- **Exercise data**

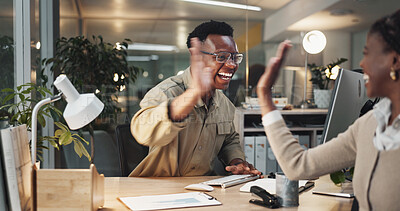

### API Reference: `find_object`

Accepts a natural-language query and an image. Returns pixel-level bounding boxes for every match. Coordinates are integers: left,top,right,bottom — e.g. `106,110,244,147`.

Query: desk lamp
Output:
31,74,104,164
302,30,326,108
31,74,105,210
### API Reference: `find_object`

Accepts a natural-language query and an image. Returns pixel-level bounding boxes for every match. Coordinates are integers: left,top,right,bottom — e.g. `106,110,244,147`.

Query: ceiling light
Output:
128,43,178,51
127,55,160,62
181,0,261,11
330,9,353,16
---
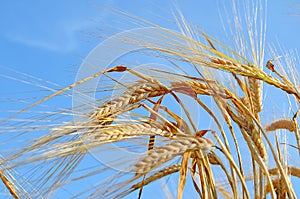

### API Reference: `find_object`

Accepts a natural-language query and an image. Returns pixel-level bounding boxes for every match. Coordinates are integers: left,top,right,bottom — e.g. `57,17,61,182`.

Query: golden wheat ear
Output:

- **Brief**
Only the lines above starting at the one containing "Query: desk lamp" and ending at the one containing "Query: ceiling light", both included, are to be returned, exactly as they read.

- **Exercise result**
Query: desk lamp
Output:
31,74,104,164
302,30,326,108
31,74,105,210
### API Reference: `find_object`

Accepts a natural-language query and an image. Returns pixel-level bounding boxes for every match. Coordinates are integers: left,top,right,bottom — e.g. `106,110,244,147`.

Query: ceiling light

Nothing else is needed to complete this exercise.